*Task details:*
A faithful copy of the listing below is needed, with its pictures left out.

*Material supplied:*
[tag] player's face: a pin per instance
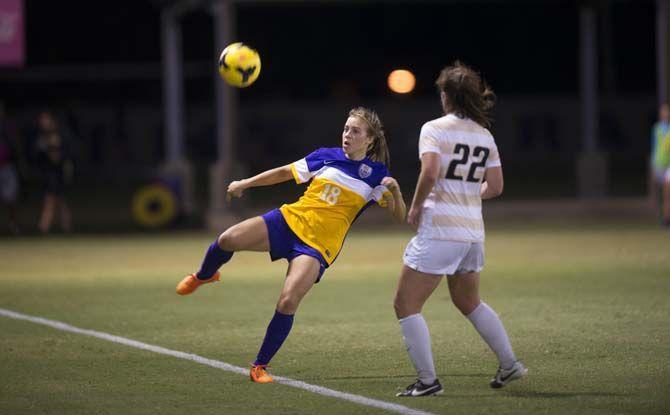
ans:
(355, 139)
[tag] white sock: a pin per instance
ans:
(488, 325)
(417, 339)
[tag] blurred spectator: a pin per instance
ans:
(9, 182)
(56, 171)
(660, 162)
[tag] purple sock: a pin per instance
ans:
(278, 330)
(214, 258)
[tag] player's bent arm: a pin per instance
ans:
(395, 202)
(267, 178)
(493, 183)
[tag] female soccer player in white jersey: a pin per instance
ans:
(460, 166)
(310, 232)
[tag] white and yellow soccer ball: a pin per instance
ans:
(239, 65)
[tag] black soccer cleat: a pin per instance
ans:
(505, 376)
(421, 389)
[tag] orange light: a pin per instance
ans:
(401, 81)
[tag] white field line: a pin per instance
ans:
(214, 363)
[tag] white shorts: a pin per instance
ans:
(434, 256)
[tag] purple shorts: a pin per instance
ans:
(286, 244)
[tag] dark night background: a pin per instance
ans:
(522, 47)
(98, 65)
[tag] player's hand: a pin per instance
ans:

*Response to this task:*
[tag] player's face: a pin per instance
ans:
(355, 139)
[tag] white sock: a pin per instance
ans:
(488, 325)
(417, 339)
[tag] blurred spectator: a pin per instance
ans:
(9, 182)
(56, 171)
(660, 162)
[tag] purple sock: a pin per instance
ans:
(278, 330)
(214, 258)
[tag] player's bent arm: a pin per instance
ans:
(395, 202)
(267, 178)
(493, 183)
[tag] female soccer player in white jersey: a pin per instance
ans:
(460, 166)
(310, 232)
[tag] white and yellow soccer ball: a pin per instance
ans:
(239, 65)
[tag] black soccer cleat: a pin per instance
ans:
(505, 376)
(421, 389)
[tag] orange light: a pin per instance
ans:
(401, 81)
[tag] white field line: a pin per instance
ans:
(214, 363)
[tag] white shorts: a pin per instance
ans:
(434, 256)
[tag] purple shorts: a pin per instance
ans:
(286, 244)
[tag] dark night background: a pin per instance
ans:
(522, 47)
(98, 65)
[tag] player's hand: a pin per instance
ans:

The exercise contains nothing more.